■ Compito da svolgere:
Per favore, prosegui il testo sul palazzo Parravicini Vertemate a partire dalla sua ultima frase.

La data di edificazione del palazzo non è precisata, ma è sicuramente anteriore al 1534, anno di datazione degli affreschi della famosa “Camera Picta”, un tempo presenti nel palazzo.

Il palazzo Parravicini Vertemate venne acquistato dalla famiglia Dell’Oro nei primi anni del Novecento, dopo che nel corso dell’Ottocento si era estinta la famiglia Parravicini Vertemate, storica proprietaria dell’edificio.

Per conoscere questo palazzo occorre ripercorrere le tappe della storia delle famiglie che vi hanno dimorato. Questo bellissimo edificio, infatti, ha origini molto antiche, rintracciabili anzitutto nelle famiglie Malacrida e Parravicini, entrambe pervenute a Traona dal borgo retico di Caspano nel XV secolo. Accurate ricerche hanno accertato, infatti, che nel 1436 la famiglia Malacrida era presente a Traona con Emanuele.

Più tardi, nel 1622, Flaminia Malacrida sposò Virgilio Vertemate di Piuro; dal matrimonio nacquero Francesco e Paolo. Dopo la distruzione di Piuro, avvenuta nel 1618 a causa di una frana, un ramo della famiglia si trasferì a Traona, dove, nel 1634, è attestato Francesco. Anna, sua figlia, andò in sposa a Giovanni Pietro Parravicini.

Ebbe così origine la famiglia Parravicini Vertemate, una delle più importanti del paese, il cui stemma si può ammirare al di sopra dell’altare dedicato alla Santissima Trinità nella Chiesa di Sant’Alessandro; esso è suddiviso in due parti simmetriche: a sinistra è rappresentato un cigno, simbolo della famiglia Parravicini e a destra la torre sormontata dall’aquila, emblema dei Vertemate.

Il salone

La sala è riccamente dipinta sulle pareti e sul soffitto. Le pitture sono state realizzate tra la fine del ‘600 e l’inizio del ‘700 e rappresentano per lo più scene mitologiche. Il grande affresco al centro del soffitto raffigura un episodio della dea Diana al bagno con il suo corteo; nella porzione del dipinto in basso a sinistra si può notare Atteone, che l’aveva sorpresa mentre si bagnava nel fiume. La dea, temendo che egli si sarebbe vantato di averla vista nuda, si infuriò e lo trasformò in un cervo che i suoi stessi cani immediatamente divorarono.

Agli angoli del grande dipinto centrale, completano la decorazione del soffitto quattro tondi con affreschi raffiguranti scene tratte dalla mitologia antica. L’affresco nell’angolo in basso, a sinistra del grande dipinto centrale, rappresenta Paride nell’atto di ricevere il pomo d’oro da Mercurio. Come è noto, secondo il mito Paride diede il pomo ad Afrodite, ottenendo in cambio il possesso della bellissima Elena.

Procedendo in senso orario l’affresco successivo, nell’angolo in alto a sinistra, raffigura Dafne che, nell’atto di sfuggire ad Apollo innamorato di lei, viene trasformata in una pianta d’alloro.

Il tondo successivo rappresenta il mito di Andromeda, la quale, incatenata ad uno scoglio, sta per essere sacrificata al mostro marino per placare l’ira di Poseidone. La scena raffigura il momento in cui Perseo, in groppa a Pegaso, il cavallo alato, passando di là di ritorno dopo aver sconfitto la Medusa, vede la giovane Andromeda che sta per essere assalita dal mostro e la salva mostrando la testa della Medusa al mostro, che viene così tramutato in pietra.

■ Contenuto del dataset:
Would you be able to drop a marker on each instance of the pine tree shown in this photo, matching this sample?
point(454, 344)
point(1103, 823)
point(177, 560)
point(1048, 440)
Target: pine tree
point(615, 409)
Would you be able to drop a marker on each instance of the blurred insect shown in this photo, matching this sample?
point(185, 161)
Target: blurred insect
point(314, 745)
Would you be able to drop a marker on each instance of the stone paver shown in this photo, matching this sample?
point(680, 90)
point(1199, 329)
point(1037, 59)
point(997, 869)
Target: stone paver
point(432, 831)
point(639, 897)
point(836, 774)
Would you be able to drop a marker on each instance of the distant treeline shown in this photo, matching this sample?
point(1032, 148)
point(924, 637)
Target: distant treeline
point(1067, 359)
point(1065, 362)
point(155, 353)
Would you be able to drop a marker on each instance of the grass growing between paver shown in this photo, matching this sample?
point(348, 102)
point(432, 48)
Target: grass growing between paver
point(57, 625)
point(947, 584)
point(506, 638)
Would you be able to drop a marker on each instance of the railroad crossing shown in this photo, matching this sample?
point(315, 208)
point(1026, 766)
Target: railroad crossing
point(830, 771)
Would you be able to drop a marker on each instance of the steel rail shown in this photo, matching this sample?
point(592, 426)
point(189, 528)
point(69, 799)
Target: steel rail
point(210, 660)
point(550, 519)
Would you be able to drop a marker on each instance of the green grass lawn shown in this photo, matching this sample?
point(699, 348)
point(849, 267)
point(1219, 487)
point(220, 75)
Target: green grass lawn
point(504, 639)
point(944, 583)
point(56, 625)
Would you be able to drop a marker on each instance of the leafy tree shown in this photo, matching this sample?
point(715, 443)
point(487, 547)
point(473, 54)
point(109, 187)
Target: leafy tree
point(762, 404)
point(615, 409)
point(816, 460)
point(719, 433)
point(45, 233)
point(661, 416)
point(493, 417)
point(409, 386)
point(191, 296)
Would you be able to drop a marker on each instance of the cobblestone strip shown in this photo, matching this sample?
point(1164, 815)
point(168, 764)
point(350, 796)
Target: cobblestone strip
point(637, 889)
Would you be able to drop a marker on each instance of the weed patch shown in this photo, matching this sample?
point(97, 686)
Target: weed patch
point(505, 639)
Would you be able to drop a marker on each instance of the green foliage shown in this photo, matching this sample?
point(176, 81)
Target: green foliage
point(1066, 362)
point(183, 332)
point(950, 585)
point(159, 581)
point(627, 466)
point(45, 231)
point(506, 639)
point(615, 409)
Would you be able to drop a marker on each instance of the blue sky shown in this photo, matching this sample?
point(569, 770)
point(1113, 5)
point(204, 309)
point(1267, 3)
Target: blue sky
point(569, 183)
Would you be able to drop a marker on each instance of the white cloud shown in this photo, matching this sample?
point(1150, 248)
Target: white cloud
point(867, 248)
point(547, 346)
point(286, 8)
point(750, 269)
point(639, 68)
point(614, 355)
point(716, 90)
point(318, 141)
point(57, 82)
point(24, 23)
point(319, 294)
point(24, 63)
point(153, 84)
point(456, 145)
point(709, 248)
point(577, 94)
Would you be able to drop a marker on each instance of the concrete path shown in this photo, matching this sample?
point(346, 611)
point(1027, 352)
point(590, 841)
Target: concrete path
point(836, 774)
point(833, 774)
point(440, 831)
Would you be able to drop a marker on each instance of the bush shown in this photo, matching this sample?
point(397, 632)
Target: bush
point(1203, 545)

■ Risultato esercizio:
Infine, l’affresco dell’ultimo tondo raffigura Piramo e Tisbe: secondo la leggenda nella versione di Ovidio, Piramo e Tisbe erano due giovani innamorati l’uno dell’altra, ma il loro amore era contrastato dai parenti; perciò, i due, che erano vicini di casa, erano costretti a parlarsi attraverso una crepa nel muro che separava le loro abitazioni. I due innamorati programmarono allora la fuga. Tisbe, arrivata per prima nel luogo dell’appuntamento, sotto una pianta di gelso incontrò una leonessa, dalla quale riuscì a mettersi in salvo perdendo però un velo, che la belva stessa stracciò e macchiò di sangue. Piramo, giunto sul luogo dell’appuntamento e trovato il velo macchiato dell’amata, la credette morta e si uccise. Tisbe, giunta successivamente, trovò Piramo morente, così si uccise a sua volta per il grande dolore.

Tutte le pitture sono legate da un raffinato programma decorativo a stucco con festoni, armi, bandiere, stemmi nobiliari. A testimoniare la storia di questo palazzo, infatti, si possono osservare, posti agli angoli della sala, gli stemmi delle nobili famiglie Malacrida, Parravicini e Vertemate, alcuni membri delle quali dimorarono in questo palazzo.

I sette sopra porta di forma rettangolare che decorano le pareti del salone raffigurano dei putti, intenti in attività agresti legate al ciclo delle stagioni. A partire dalla porta d’ingresso nel salone, in senso orario, si riconoscono queste scene: la vendemmia autunnale: putti che si scaldano al fuoco di un braciere invernale; la caccia; la pesca; la ghirlanda di fiori, simbolo della rinascita primaverile della natura; la mietitura estiva; putti rappresentati come fabbri intenti a molare una falce, come accadeva nei mesi invernali, quando i contadini si occupavano della manutenzione degli attrezzi agricoli.

Passando attraverso un grazioso salotto e un’ampia camera da letto si accede alla parte dell’edificio nella quale sono stati scoperti i preziosi affreschi della “Camera Picta”.

La “Camera Picta”

Originariamente questa porzione della casa era costituita da un locale unico; esso, fino ad almeno tutto il XVI secolo, ebbe forse la funzione di cappella privata. In un periodo successivo il locale venne adibito a stüa (denominazione delle tipiche stanze foderate di legno delle antiche case alpine).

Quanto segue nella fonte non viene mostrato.